**Problem to solve**
Reproduce each of the following items line for line, with no changes.

Saved data entries:
######

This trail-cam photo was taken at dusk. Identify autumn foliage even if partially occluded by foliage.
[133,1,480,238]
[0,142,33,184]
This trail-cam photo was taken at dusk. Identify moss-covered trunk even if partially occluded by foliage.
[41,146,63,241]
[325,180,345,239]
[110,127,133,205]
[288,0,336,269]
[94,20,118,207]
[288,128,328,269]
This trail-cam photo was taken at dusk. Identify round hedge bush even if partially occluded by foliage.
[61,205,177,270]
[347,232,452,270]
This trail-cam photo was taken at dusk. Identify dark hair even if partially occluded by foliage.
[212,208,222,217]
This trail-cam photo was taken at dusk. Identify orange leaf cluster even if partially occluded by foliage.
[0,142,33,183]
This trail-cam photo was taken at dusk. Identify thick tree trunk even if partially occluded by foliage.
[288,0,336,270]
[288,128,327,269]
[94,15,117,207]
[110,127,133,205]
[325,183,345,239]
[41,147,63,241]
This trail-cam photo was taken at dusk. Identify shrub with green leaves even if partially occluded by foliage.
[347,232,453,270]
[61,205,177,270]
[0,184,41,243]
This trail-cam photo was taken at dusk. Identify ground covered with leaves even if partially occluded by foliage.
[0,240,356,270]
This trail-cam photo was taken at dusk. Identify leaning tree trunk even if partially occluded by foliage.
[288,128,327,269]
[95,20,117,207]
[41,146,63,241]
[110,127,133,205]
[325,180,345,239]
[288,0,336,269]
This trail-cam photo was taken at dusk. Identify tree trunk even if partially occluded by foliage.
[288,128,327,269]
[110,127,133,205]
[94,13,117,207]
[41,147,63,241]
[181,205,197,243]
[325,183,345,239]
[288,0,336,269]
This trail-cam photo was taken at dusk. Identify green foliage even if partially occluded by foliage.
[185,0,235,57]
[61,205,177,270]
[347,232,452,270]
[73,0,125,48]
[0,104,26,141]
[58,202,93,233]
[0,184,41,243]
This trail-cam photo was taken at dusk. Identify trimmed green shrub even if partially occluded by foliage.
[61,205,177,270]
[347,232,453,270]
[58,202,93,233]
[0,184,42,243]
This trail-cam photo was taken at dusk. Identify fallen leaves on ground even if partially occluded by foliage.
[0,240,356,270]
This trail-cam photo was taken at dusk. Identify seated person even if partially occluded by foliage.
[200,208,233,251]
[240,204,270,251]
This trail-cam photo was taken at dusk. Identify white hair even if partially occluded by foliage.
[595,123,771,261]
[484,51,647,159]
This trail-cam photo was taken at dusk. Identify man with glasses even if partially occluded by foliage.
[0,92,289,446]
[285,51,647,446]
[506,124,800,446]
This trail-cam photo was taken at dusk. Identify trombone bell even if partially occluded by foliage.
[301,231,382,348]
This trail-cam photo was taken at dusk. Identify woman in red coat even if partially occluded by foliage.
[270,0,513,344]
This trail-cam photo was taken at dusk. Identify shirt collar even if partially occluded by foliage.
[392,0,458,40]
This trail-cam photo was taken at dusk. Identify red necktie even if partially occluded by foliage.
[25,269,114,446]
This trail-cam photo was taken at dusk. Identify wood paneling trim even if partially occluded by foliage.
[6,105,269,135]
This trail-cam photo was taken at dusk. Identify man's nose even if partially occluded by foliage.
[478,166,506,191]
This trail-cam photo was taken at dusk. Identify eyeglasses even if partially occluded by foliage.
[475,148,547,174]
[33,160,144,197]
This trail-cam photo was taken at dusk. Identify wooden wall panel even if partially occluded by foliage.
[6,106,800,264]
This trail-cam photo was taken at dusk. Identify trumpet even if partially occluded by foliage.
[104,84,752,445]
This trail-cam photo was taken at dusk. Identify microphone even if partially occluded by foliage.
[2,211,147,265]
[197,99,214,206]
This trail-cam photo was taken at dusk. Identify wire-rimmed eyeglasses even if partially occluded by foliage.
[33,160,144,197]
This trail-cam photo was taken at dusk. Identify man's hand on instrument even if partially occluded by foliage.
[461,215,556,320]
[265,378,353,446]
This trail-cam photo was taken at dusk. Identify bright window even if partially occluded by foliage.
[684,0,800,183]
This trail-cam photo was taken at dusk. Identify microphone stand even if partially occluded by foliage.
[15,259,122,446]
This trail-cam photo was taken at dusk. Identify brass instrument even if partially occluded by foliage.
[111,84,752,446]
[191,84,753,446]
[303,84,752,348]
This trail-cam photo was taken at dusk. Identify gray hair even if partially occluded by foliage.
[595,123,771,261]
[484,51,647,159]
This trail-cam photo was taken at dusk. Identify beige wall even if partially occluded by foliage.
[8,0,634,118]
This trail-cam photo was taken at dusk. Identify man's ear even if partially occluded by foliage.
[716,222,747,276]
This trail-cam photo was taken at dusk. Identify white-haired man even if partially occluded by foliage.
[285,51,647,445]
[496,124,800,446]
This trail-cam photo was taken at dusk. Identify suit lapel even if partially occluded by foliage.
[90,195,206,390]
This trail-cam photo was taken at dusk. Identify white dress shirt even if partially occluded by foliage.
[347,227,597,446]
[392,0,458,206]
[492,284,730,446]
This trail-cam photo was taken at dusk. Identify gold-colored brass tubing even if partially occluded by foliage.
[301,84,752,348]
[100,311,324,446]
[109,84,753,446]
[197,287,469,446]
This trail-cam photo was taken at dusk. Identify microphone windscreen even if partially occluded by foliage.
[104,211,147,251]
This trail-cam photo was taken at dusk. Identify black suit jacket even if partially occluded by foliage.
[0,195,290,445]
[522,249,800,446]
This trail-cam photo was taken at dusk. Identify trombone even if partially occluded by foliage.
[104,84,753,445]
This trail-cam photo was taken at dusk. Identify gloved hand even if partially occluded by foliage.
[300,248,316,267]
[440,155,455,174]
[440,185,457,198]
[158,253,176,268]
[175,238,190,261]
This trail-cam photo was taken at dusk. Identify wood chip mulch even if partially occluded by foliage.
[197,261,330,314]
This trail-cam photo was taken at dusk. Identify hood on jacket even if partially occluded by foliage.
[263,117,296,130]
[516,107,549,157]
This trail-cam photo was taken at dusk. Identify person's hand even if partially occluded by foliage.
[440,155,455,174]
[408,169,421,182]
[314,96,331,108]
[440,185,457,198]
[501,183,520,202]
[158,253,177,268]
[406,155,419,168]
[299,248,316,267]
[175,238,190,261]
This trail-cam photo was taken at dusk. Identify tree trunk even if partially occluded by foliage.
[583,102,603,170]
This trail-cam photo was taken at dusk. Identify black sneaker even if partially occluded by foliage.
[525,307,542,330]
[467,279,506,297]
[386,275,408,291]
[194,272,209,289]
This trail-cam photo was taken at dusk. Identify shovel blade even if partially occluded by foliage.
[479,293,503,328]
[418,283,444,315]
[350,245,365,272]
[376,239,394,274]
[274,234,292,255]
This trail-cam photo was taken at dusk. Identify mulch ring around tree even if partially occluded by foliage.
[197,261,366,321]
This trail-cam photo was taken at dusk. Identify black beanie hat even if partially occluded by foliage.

######

**Result of the task**
This trail-cam photo was taken at dusk. Identify autumn foliage even if partially occluded by foliage.
[133,1,480,238]
[0,142,33,184]
This trail-cam photo was taken at dusk. Identify moss-covered trunk even if partially occluded by foliage.
[41,146,63,241]
[325,180,345,239]
[110,127,133,205]
[288,0,336,269]
[94,20,118,207]
[288,128,328,269]
This trail-cam photo was taken at dusk. Identify round hedge bush even if partially occluded by foliage.
[61,205,177,270]
[347,232,452,270]
This trail-cam photo was taken at dusk. Identify dark hair even if partially occluded by foliage.
[212,208,222,217]
This trail-cam photo was taken at dusk. Identify orange leaf cluster even if partially occluded by foliage.
[0,142,33,183]
This trail-cam photo was taken at dusk. Identify thick tree trunk even if partially occluded by foliage.
[288,0,336,270]
[288,128,327,269]
[94,15,117,207]
[110,127,133,205]
[325,183,345,239]
[41,147,63,241]
This trail-cam photo was taken at dusk. Identify shrub with green leaves even if partially occluded by foliage.
[347,232,453,270]
[61,205,177,270]
[0,184,41,243]
This trail-cam photo was taken at dusk. Identify ground covered with leaves even if partially occluded by foliage.
[0,240,356,270]
This trail-cam photo was taken at dusk. Identify leaning tree trunk even if partially occluded by foliage.
[288,128,327,269]
[95,20,117,207]
[41,146,63,241]
[110,127,133,205]
[325,180,345,239]
[288,0,336,269]
This trail-cam photo was taken at dusk. Identify tree trunk even if partially occluded by foliage.
[288,128,327,269]
[110,127,133,205]
[94,13,117,207]
[41,147,63,241]
[181,205,197,243]
[325,183,345,239]
[288,0,336,269]
This trail-cam photo was taken at dusk. Identify green foliage even if partially occluded by foliage.
[185,0,235,57]
[61,205,177,270]
[347,232,452,270]
[73,0,125,48]
[0,104,26,141]
[58,202,93,233]
[0,184,41,243]
This trail-cam photo was taken at dusk. Identify trimmed green shrub even if partially occluded by foliage.
[61,205,177,270]
[347,232,453,270]
[58,202,93,233]
[0,184,42,243]
This trail-cam photo was taken at dusk. Identify fallen leaves on ground even if partially occluded by foliage.
[0,240,356,270]
This trail-cam photo was taken at dusk. Identify seated person even if partially occluded by foliage.
[200,208,233,251]
[240,204,270,251]
This trail-cam photo was taken at dusk. Identify white hair even if partially occluded by foliage.
[595,123,771,261]
[484,51,647,159]
This trail-cam photo was taken at dusk. Identify man with glasses even if partially occluded by foliage.
[0,92,289,446]
[285,51,647,446]
[506,124,800,446]
This trail-cam photo was taken at dusk. Identify trombone bell even if partially occluded by foliage.
[301,231,382,348]
This trail-cam photo was taken at dusk. Identify woman in red coat even if partially occluded by foliage.
[270,0,513,344]
This trail-cam photo was taken at dusk. Identify shirt collar even if partially occluded by foliage.
[392,0,458,40]
This trail-cam photo was taken at dusk. Identify red necktie even if partially occluded by foliage.
[25,269,114,446]
This trail-cam photo was taken at dusk. Identify wood paneling trim even if partially occluded by foliage.
[6,105,269,135]
This trail-cam photo was taken at dusk. Identify man's nose even if partially occluded by foliage.
[478,166,506,191]
This trail-cam photo was taken at dusk. Identify eyeglasses even if partially occluded by foliage.
[475,148,547,174]
[33,160,144,197]
This trail-cam photo was taken at dusk. Identify wooden wall panel even if partially occluded by foliage.
[6,106,800,264]
This trail-cam photo was taken at dusk. Identify trumpet even if partially occluded by foliage.
[104,84,752,445]
This trail-cam photo was taken at dusk. Identify microphone even if partially occluded by foliage.
[2,211,147,265]
[197,99,214,206]
This trail-cam photo was taken at dusk. Identify wire-rimmed eyeglasses even if partially occluded by foliage.
[33,160,144,197]
This trail-cam photo was taken at dusk. Identify man's hand on instrument even if partially occluded by foliage.
[461,215,556,320]
[265,378,353,446]
This trail-cam photo was taken at dusk. Identify bright window even if partially occluded by foliage.
[684,0,800,183]
This trail-cam photo was taken at dusk. Identify microphone stand even if partially occluded by foliage.
[15,259,122,446]
This trail-cam photo was taken at dusk. Identify brass instrument even if partially occluded by foliage.
[111,84,752,446]
[191,84,753,446]
[303,84,752,348]
This trail-cam photo was taken at dusk. Identify gray hair even if partially occluded by foliage.
[595,123,771,261]
[484,51,647,159]
This trail-cam photo was taken at dusk. Identify beige wall even if partially occluded by foliage.
[8,0,634,118]
This trail-cam photo was taken at dusk. Identify man's ear even if partially occluded by foliage.
[716,222,747,276]
This trail-cam photo was taken at dusk. Identify white-haired man even if partially occluded by foliage.
[285,51,647,445]
[496,124,800,446]
This trail-cam photo was taken at dusk. Identify suit lapel even if partially occluded by foliage.
[90,195,206,390]
This trail-cam photo was taken at dusk. Identify white dress shirt even if partially occluded by foliage.
[347,227,597,446]
[392,0,458,206]
[492,284,730,446]
This trail-cam photo was taken at dusk. Identify gold-colored brass tubing even if partially occluded by foliage.
[301,84,752,348]
[100,311,324,446]
[109,84,753,446]
[197,287,469,446]
This trail-cam photo was taken at dusk. Identify microphone windscreen even if partially occluded by foliage.
[104,211,147,251]
This trail-cam photo was taken at dusk. Identify black suit jacket even if partially occluded by foliage.
[0,195,290,445]
[522,249,800,446]
This trail-cam photo was taken at dusk. Identify trombone even if partially occluded by foliage.
[104,84,753,445]
This trail-cam photo was taken at dusk. Identify gloved hand even if partially occluded by foliage.
[300,248,316,267]
[440,155,455,174]
[440,185,457,198]
[158,253,176,268]
[175,238,190,261]
This trail-cam photo was taken at dusk. Identify wood chip mulch even if partially occluded by foliage.
[197,261,330,314]
This trail-cam photo was taken at dusk. Identify hood on jacket even if partially occluded by foliage.
[263,117,296,130]
[516,107,549,157]
This trail-cam photo was taken at dusk. Identify person's hand even if partially occluded by foliage.
[440,155,455,174]
[408,169,421,182]
[314,96,331,108]
[440,185,457,198]
[501,183,520,202]
[158,253,177,268]
[406,155,419,168]
[299,248,316,267]
[175,238,190,261]
This trail-cam photo was taken at dusk. Identify tree trunk even if partially occluded by foliage.
[583,102,603,170]
This trail-cam photo was taken at dusk. Identify black sneaker even if partially occluded by foliage.
[525,307,542,330]
[467,279,506,297]
[386,275,408,291]
[194,272,209,289]
This trail-cam photo was taken at dusk. Identify shovel blade even if partially occluded by foliage.
[479,293,503,328]
[418,283,444,315]
[350,245,365,272]
[376,239,394,274]
[274,234,292,255]
This trail-cam photo was taken at dusk. Identify mulch ring around tree even if partially occluded by foliage.
[197,261,366,321]
This trail-cam photo was taken at dusk. Identify black beanie hat even if partially occluded by foliage.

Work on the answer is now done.